Text shown —

________________________

Michael L. Zemetra -- Chief Financial Officer

Yeah. I mean, I'll just say that if we look back at our last quarter versus today, the number of RFPs on an absolute dollar basis is up 500%, over 500%. So while we're still in the early stages of subscription -- not subscription, but in the advertising and promotion side, we feel like we'll definitely hit the ground running so.

Brian Kinstlinger -- Alliance Global Partners -- Analyst

So advertising should have a bigger sequential growth quarter -- in the current quarter.

Michael L. Zemetra -- Chief Financial Officer

I mean, timing, always TBD. We're still in the early stages, but we feel really good about it.

Brian Kinstlinger -- Alliance Global Partners -- Analyst

Yeah. Okay. And then can you talk about the progress you're making? We've discussed it about -- with the major record labels extending the replay rights. Do you think that -- of festivals. Do you think that is three months away, six months away, or a year away, what are your thoughts on that?

________________________

Supplied information —
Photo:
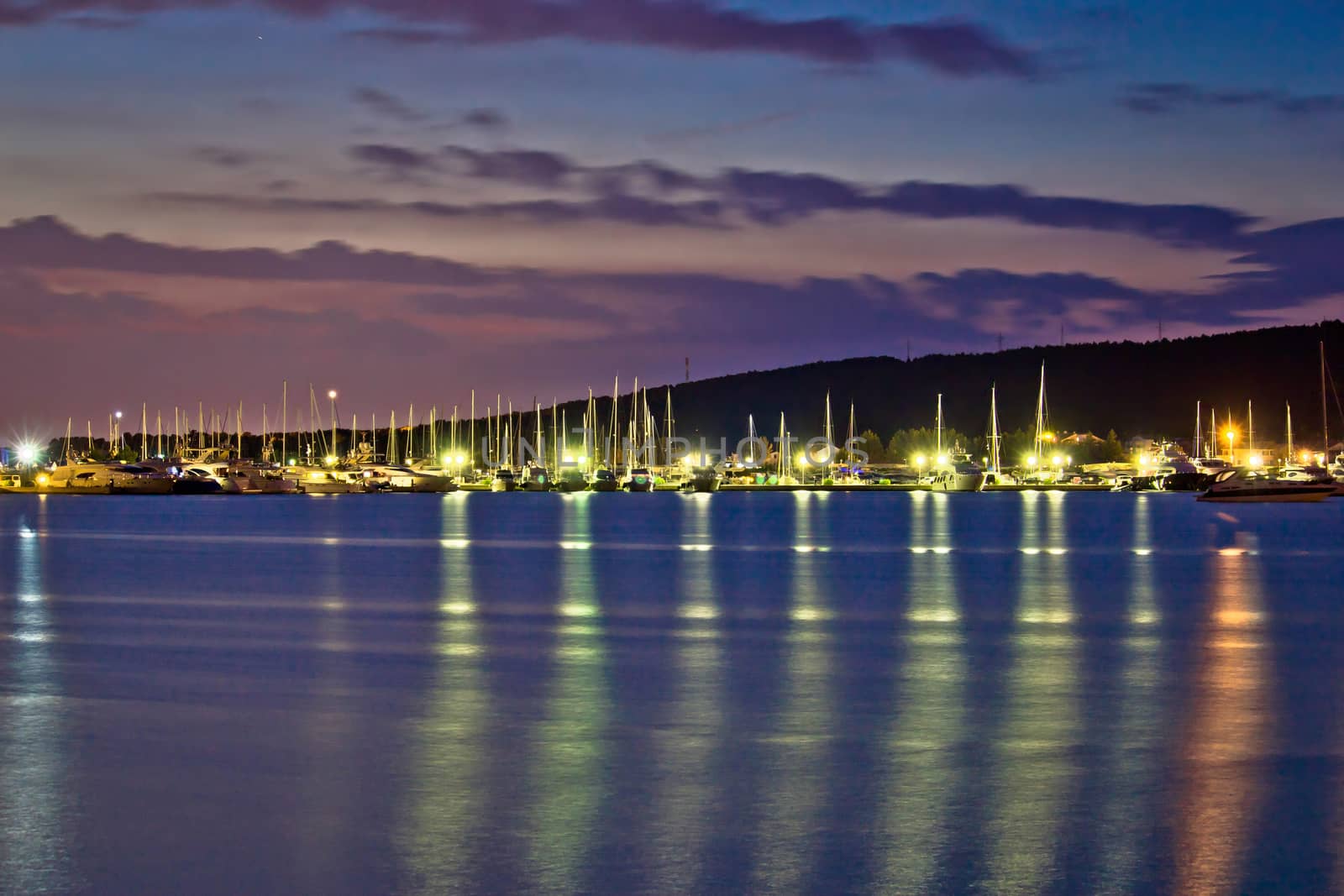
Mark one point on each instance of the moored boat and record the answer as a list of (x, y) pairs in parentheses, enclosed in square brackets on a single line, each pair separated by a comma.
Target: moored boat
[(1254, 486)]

________________________

Problem to work on —
Write what comes next in the earnings call transcript, picking up right after its final line.

Exercise result —
Robert S. Ellin -- Chairman and Chief Executive Officer

Yeah. Great question. So we've made tremendous progress on that. And with that, we stated that we are going to launch our app. We'll be shipped off to (inaudible) in April live and we fully expect to launch in the middle of May. So with that, we hope to have all those partnerships in place in time for the launch of the next generation of our app. And we won't go into much more detail than we have publicly previously, but that app is transformative. It'll be the first fully immersive app that goes across from audio to video, so from your car to your home and everywhere in between, and simultaneously, while you're listening or watching, the ability to chat, message via app, buy a T-shirt, and keep the audience engaged, and for the first time ever, create full communities around artists, genres as well as the festivals.

Brian Kinstlinger -- Alliance Global Partners -- Analyst

Great. Last question, a two-part one. Can you talk about the marketing you expect for that new app, so you can maximize adoption? And then are the price points similar to the Slacker price points?

Robert S. Ellin -- Chairman and Chief Executive Officer

Yeah. So we haven't publicly disclosed the price points, but effectively you can think of it very similar to Slacker, where really what we're doing is, we're taking Slacker. Slacker has now become Slacker Plus, which is Slacker plus original programming plus live events. The next generation of it, it will be that all these while (ph) including the ability to be able to message, chat and all that we've just discussed. So the price points, we expect to be similar, will go from premium to $999 (ph), and there'll be an element that could even go even a little bit higher than that.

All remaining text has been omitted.